Problem to solve
Decide whether each statement agrees with the article on European SMEs. Answer yes or no for each, and quote the words from the article that decide it. 1. Emirates airline flies to 150 destinations in 85 countries. 2. SMEs account for about half of total private-sector jobs in the EU. 3. The Gulf markets have the population density that European companies need.

Document text
==================================================
Europe’s SMEs offer untapped potential that GCC economies could make better use of
A few days ago, France, Germany, Italy, and the UK supported the Arab plan to rebuild Gaza. Could we witness the beginning of an Arab-European alliance soon?
While governments on both sides of the Atlantic Ocean are trying to fix their differences, European companies will be looking for new markets to compensate for some of their anticipated losses from the US, the largest consumer market in the world.
In the Middle East, the Gulf economies are capable of attracting European investments, but their markets are saturated and lack the required population density. The answer lies in the large markets and population densities of Asia and Africa - about 4 billion people live within 4 flying hours from the Arabian Gulf .
Emirates airline alone for example has built the largest direct connection flights globally, with 150 destinations in 85 countries. Most of these cities are located in Asia and Africa.
UAE has a good track record of attracting large European companies. In addition, Dubai is leading cities globally in foreign direct investment. Now is the time to focus on European SMEs.
Around 23 million SMEs operate in the EU, and remain the backbone of the European economy. Here are some key insights into their importance and size:
Employment: SMEs employ around 100 million people, accounting for about two-thirds of total private-sector jobs in the EU.
Economic contribution: SMEs contribute to over half of the EU’s GDP, making them essential for economic stability and growth.
==================================================
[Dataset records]

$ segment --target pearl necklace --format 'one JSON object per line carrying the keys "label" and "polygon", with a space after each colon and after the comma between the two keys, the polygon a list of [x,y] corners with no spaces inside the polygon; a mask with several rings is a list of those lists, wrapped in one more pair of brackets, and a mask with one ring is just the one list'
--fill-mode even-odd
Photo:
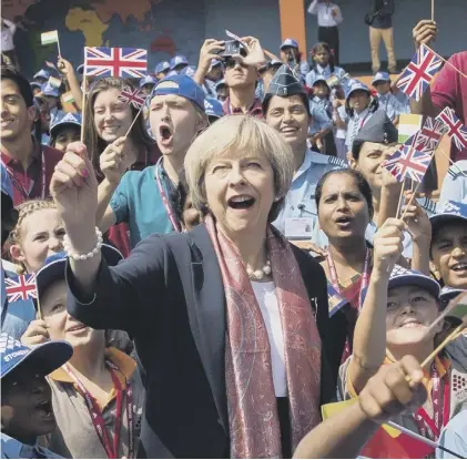
{"label": "pearl necklace", "polygon": [[264,276],[271,275],[271,260],[266,260],[266,265],[262,269],[252,270],[246,267],[248,278],[263,279]]}

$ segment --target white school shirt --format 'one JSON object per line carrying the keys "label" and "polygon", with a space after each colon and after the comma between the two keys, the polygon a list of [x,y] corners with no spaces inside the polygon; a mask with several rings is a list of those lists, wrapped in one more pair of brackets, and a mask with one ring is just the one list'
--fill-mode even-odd
{"label": "white school shirt", "polygon": [[284,333],[275,286],[273,282],[252,282],[252,287],[270,339],[274,392],[277,398],[283,398],[287,396],[287,379],[285,376]]}
{"label": "white school shirt", "polygon": [[[332,14],[333,9],[337,11],[335,17]],[[312,4],[308,7],[308,13],[316,14],[318,17],[319,27],[336,27],[344,20],[341,8],[332,2],[318,3],[318,0],[313,0]]]}

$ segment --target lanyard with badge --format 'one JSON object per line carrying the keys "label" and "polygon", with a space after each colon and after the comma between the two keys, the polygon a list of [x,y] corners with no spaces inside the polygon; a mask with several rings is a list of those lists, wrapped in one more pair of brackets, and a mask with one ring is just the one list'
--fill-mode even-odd
{"label": "lanyard with badge", "polygon": [[[6,155],[3,152],[2,154],[2,159],[1,159],[1,165],[4,167],[4,170],[7,171],[8,175],[11,178],[11,183],[13,184],[13,186],[21,193],[22,197],[24,200],[29,200],[29,196],[31,195],[32,188],[34,188],[34,181],[32,178],[29,180],[29,187],[28,191],[22,186],[22,184],[14,177],[14,173],[13,170],[11,170],[7,163],[3,161],[3,155]],[[45,157],[43,154],[43,150],[42,150],[42,156],[41,156],[41,170],[42,170],[42,190],[41,190],[41,198],[44,200],[45,198],[45,183],[47,183],[47,178],[45,178]],[[24,171],[24,177],[28,178],[28,173]]]}
{"label": "lanyard with badge", "polygon": [[[425,438],[437,441],[441,432],[443,427],[449,421],[449,375],[446,374],[446,378],[439,377],[438,369],[435,362],[432,365],[432,402],[433,402],[433,416],[428,416],[426,410],[422,407],[414,413],[415,422],[418,426],[420,435]],[[441,382],[444,382],[443,391],[443,405],[441,405]]]}
{"label": "lanyard with badge", "polygon": [[155,182],[158,183],[158,188],[159,188],[159,193],[161,194],[161,198],[162,198],[162,203],[164,204],[165,207],[165,212],[167,213],[169,216],[169,221],[172,224],[172,227],[175,232],[181,232],[181,226],[179,224],[179,221],[176,218],[175,212],[172,209],[172,206],[169,202],[169,197],[167,197],[167,192],[165,190],[165,187],[162,184],[162,178],[161,178],[161,162],[162,162],[162,156],[159,159],[156,165],[155,165]]}
{"label": "lanyard with badge", "polygon": [[[363,303],[365,300],[364,294],[365,294],[366,288],[368,287],[369,260],[370,260],[370,258],[372,258],[372,252],[369,251],[369,248],[367,248],[366,254],[365,254],[365,263],[364,263],[363,274],[362,274],[361,292],[359,292],[359,296],[358,296],[358,311],[363,307]],[[337,278],[336,265],[334,264],[334,258],[333,258],[333,255],[331,254],[329,249],[327,249],[327,265],[329,267],[331,284],[334,286],[334,288],[337,290],[337,293],[341,294],[341,287],[339,287],[339,283],[338,283],[338,278]]]}
{"label": "lanyard with badge", "polygon": [[78,387],[78,391],[84,398],[85,405],[88,406],[89,415],[91,416],[91,421],[94,427],[94,430],[98,435],[99,440],[101,441],[105,453],[109,459],[119,458],[119,447],[120,447],[120,432],[122,428],[122,406],[123,406],[123,392],[125,393],[126,400],[126,419],[128,419],[128,432],[129,432],[129,453],[128,458],[132,459],[134,454],[134,422],[133,422],[133,390],[131,388],[130,381],[125,378],[126,388],[123,391],[122,385],[120,384],[119,378],[115,375],[115,371],[119,368],[110,361],[105,361],[105,365],[110,368],[110,374],[112,376],[113,387],[116,392],[116,413],[115,413],[115,435],[113,437],[113,448],[111,446],[111,435],[109,433],[105,427],[105,420],[102,416],[102,411],[99,408],[95,399],[92,395],[85,389],[84,385],[77,377],[77,375],[71,370],[70,366],[63,365],[65,372],[74,380]]}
==================================================
Written solution
1. Yes: "with 150 destinations in 85 countries"
2. No: "accounting for about two-thirds of total private-sector jobs in the EU"
3. No: "their markets are saturated and lack the required population density"